_Prompt_
Every entry is to be returned unchanged, and no picture is to be included.

═══ Supplied information ═══

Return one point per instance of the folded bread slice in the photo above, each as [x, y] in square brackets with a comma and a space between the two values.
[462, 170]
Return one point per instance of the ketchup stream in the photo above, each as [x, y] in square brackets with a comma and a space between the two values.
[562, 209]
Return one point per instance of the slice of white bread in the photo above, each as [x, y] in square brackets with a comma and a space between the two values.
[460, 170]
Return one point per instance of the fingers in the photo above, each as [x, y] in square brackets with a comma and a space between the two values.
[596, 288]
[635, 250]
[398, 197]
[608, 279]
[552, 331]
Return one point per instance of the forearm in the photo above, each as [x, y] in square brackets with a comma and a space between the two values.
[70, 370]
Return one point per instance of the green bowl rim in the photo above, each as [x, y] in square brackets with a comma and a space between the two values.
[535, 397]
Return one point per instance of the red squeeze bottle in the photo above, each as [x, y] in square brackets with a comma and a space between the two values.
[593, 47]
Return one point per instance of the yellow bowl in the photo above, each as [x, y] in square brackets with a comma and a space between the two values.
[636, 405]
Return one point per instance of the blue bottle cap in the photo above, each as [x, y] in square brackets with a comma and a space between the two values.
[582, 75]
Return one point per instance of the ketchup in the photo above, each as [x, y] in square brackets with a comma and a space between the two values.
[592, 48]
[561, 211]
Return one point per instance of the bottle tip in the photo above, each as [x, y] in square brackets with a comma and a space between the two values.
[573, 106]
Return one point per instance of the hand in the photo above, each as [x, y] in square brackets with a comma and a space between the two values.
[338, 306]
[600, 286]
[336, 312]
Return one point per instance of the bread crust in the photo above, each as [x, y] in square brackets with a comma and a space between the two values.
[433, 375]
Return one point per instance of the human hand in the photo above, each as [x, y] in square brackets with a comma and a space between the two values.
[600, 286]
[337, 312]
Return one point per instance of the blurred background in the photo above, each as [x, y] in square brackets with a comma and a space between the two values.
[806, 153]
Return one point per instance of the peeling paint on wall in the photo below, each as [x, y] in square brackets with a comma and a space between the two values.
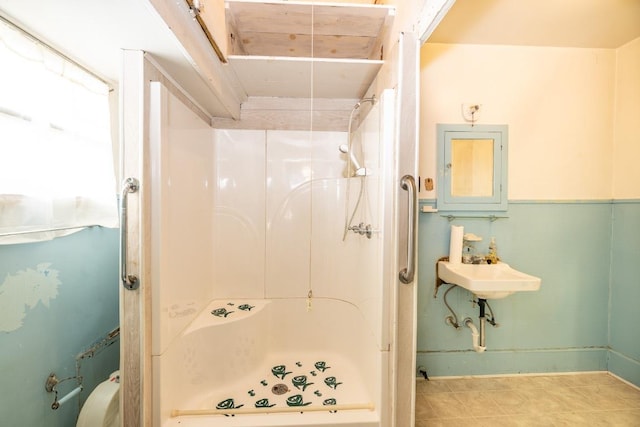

═══

_Answer for the task_
Return one point per instance of the folded bread slice in the photo above, each as [x, y] in square brackets with a comma and a space between the two values.
[462, 170]
Return one point per instance of the ketchup stream in the photo above, each as [x, y] in square brackets with a comma and a space between the two values.
[562, 209]
Return one point per instance of the slice of white bread in the photo above, each as [x, y] in square brackets with a comma and a space between the two values.
[460, 170]
Return one point per instance of the fingers in the photo above, each as [x, y] in square brackets with a comma and a space between the two values.
[596, 288]
[635, 250]
[398, 197]
[608, 279]
[552, 331]
Return one point per instance of the forearm in the photo above, each as [x, y] in square brackets with a comma and a space between the two values.
[70, 370]
Return one point per instance of the green bowl rim in the photo above, each as [x, y] in square brackets with a comma and a space between the two values.
[535, 397]
Return one point per instance of the red squeeze bottle in the photo above, each as [x, y] in square brackets with a comma and a space between the two values.
[593, 47]
Return one point per instance of the yellow bowl in the photo above, each as [x, y] in square brackets with a comma and a space between the two values.
[636, 405]
Return one point per instance of the blue bottle cap in the photo above, each as [x, y] in square brackets with a comma and a space between the two values.
[582, 75]
Return one point per instance of the ketchup in the photo above, each as [x, y] in square brackets with a comma and a space between the two values.
[592, 48]
[561, 211]
Return one point per instance of the bottle tip in the photo above, each as [x, y] in square brackets with a comma and a space between the two values.
[573, 106]
Return one point per instance of the hand in the photo above, each as [x, y] in square brackets with a comma and a space between the two values.
[338, 306]
[600, 286]
[336, 312]
Return one point per instance of the bread crust in the photo above, each as [x, y] in square brackets with a comma and a space between the two values.
[433, 375]
Return one point per instance of the human hand in the photo above, each as [x, y] in square brackets with a comma and a space between the two values.
[600, 286]
[337, 312]
Return one point per instance of the blurred background in the photo above, each as [x, y] in square brackets with a comma and a space between the two values.
[806, 153]
Return one point per instance of the peeling paint on wall in the photo below, each as [x, y] in square brackets with a comma and a space between the two values.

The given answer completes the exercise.